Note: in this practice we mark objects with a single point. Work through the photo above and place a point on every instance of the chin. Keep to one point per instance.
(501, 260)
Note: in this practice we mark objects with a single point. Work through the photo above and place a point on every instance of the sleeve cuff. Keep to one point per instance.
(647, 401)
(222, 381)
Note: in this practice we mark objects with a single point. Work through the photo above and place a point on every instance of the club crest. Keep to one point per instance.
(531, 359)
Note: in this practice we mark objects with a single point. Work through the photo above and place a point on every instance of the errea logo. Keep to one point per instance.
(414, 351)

# # # # # # #

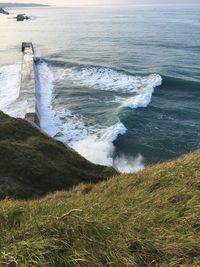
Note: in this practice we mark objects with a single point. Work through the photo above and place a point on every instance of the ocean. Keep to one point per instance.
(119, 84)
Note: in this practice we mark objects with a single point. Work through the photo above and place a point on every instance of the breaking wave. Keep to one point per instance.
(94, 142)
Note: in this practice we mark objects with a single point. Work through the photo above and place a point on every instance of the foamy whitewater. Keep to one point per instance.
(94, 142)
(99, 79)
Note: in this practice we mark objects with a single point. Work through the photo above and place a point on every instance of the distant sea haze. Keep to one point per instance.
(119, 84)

# # # # # # #

- INSTRUCTION:
Pick out each row above that contains the word "logo", and copy those rows in full.

- FINISHED TASK:
Note: in this practice we mark objects with a single point. Work through the photo above and place a point on every instance of the errea logo. Keep to one point per instance.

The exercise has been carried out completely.